Exercise data:
_____

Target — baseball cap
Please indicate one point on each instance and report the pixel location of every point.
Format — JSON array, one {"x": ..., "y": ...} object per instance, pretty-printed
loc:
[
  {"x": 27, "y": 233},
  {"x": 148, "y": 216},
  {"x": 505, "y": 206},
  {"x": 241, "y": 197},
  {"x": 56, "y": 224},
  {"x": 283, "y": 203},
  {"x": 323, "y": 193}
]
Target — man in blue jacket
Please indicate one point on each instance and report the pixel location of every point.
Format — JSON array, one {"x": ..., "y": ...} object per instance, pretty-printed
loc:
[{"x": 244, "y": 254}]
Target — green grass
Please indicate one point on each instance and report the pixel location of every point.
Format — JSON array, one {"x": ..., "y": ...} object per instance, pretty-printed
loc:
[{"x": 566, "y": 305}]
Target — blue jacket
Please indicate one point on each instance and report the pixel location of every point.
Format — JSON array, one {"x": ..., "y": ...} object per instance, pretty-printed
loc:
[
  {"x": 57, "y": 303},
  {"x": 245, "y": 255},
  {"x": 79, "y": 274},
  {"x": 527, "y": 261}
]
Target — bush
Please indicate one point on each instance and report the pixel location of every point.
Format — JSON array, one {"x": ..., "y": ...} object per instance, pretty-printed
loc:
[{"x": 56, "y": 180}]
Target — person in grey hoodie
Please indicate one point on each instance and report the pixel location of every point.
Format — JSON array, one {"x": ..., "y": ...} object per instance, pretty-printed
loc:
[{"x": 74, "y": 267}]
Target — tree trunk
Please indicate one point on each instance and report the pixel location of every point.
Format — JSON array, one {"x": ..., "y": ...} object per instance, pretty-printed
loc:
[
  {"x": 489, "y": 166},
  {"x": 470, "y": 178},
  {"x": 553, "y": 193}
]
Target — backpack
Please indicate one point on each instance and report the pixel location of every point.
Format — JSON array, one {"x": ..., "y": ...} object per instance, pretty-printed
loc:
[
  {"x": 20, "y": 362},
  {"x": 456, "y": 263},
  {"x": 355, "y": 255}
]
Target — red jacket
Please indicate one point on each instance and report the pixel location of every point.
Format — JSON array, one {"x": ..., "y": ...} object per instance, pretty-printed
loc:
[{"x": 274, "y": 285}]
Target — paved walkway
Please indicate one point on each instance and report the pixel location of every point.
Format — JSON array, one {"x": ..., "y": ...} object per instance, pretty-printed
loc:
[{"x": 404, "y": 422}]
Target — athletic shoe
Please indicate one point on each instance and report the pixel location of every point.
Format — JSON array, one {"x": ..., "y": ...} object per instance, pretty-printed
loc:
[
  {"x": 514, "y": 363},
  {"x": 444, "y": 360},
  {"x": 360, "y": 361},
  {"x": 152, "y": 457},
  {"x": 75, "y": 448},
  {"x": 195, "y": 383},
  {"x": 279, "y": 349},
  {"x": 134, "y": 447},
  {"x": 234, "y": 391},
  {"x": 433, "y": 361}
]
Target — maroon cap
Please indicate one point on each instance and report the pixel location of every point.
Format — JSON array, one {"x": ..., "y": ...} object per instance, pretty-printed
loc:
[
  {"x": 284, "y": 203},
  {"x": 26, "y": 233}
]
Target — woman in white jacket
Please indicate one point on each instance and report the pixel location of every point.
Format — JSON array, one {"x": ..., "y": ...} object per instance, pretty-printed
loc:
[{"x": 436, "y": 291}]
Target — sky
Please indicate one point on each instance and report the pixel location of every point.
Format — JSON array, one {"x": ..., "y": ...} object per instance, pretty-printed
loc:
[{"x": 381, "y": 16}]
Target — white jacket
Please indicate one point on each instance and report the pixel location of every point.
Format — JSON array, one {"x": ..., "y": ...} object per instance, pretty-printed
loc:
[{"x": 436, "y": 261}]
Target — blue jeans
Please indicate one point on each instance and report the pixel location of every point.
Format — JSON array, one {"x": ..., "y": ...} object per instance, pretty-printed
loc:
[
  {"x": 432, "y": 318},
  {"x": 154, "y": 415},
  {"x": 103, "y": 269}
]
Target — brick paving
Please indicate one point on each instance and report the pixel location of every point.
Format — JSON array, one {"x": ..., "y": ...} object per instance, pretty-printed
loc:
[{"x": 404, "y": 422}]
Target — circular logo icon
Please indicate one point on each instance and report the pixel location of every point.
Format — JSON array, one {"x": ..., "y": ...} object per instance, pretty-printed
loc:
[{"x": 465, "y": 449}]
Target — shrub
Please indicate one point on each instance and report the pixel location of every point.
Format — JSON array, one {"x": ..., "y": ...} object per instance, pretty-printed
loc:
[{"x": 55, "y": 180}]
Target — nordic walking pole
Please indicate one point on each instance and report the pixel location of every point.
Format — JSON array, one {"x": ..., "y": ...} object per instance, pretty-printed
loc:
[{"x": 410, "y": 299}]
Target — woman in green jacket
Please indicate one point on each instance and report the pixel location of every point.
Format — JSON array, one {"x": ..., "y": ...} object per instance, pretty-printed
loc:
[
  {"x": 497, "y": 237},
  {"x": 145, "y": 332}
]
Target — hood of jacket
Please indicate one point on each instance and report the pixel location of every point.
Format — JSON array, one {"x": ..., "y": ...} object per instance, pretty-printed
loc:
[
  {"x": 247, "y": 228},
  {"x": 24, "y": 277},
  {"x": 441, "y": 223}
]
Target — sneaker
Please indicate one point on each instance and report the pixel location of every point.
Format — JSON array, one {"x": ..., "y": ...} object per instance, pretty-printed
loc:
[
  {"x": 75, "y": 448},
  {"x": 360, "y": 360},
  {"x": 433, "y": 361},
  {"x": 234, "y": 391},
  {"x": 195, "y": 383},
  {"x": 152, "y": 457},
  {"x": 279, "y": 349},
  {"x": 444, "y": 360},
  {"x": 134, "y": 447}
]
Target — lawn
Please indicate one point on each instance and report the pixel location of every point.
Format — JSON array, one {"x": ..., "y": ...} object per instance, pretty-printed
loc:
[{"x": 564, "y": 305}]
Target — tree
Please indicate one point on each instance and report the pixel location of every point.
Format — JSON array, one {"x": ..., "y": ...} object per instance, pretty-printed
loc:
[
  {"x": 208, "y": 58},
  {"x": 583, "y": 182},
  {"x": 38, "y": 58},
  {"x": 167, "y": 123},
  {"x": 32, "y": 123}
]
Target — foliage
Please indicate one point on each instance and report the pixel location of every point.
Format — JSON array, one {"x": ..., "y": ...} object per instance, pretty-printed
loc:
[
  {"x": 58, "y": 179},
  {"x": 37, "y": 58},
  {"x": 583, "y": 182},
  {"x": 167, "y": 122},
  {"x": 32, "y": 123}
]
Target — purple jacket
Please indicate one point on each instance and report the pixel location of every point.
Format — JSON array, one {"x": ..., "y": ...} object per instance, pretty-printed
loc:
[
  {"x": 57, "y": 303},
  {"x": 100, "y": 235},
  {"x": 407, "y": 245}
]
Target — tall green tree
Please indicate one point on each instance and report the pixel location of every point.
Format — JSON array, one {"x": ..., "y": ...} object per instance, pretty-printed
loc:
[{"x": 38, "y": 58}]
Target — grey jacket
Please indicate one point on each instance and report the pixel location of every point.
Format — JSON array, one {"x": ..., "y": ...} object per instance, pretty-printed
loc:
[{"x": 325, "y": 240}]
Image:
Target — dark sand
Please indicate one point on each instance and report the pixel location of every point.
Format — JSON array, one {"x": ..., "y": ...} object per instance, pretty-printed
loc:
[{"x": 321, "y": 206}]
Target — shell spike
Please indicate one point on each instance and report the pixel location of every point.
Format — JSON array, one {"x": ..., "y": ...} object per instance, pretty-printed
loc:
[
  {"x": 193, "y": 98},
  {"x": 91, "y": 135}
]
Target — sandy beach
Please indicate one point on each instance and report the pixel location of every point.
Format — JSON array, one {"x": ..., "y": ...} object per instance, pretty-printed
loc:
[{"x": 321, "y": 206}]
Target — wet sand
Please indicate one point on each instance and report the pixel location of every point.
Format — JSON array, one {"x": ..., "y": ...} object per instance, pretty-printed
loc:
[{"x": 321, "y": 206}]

_____

Task requirements: Restate the listing exactly, starting at its first line and ending at the line where "Target — person in grey hoodie" occurs; include both and no other lines.

Answer box:
Target — baseball cap
Please indicate one point on each instance and report the pixel location of every point.
Format — JSON array, one {"x": ..., "y": ...} object per instance, pretty-printed
loc:
[
  {"x": 27, "y": 233},
  {"x": 148, "y": 216},
  {"x": 505, "y": 206},
  {"x": 241, "y": 197},
  {"x": 56, "y": 224},
  {"x": 283, "y": 203},
  {"x": 323, "y": 193}
]
Target — man in blue jacket
Please indicate one point on each instance and report the pixel location of every point.
Format — JSON array, one {"x": ..., "y": ...} object per instance, pretty-printed
loc:
[{"x": 244, "y": 254}]
Target — green grass
Please indicate one point on each instance and report the pixel location of every point.
Format — JSON array, one {"x": ..., "y": ...} object per instance, pretty-printed
loc:
[{"x": 566, "y": 305}]
Target — blue jacket
Please indicate one point on each instance and report the pixel location of every point.
Format — JSON array, one {"x": ..., "y": ...} object per instance, pretty-printed
loc:
[
  {"x": 57, "y": 303},
  {"x": 245, "y": 255},
  {"x": 79, "y": 274},
  {"x": 527, "y": 261}
]
Target — bush
Please indicate one point on each instance and report the pixel location of every point.
Format — JSON array, one {"x": ..., "y": ...} object per instance, pretty-printed
loc:
[{"x": 56, "y": 180}]
Target — person in grey hoodie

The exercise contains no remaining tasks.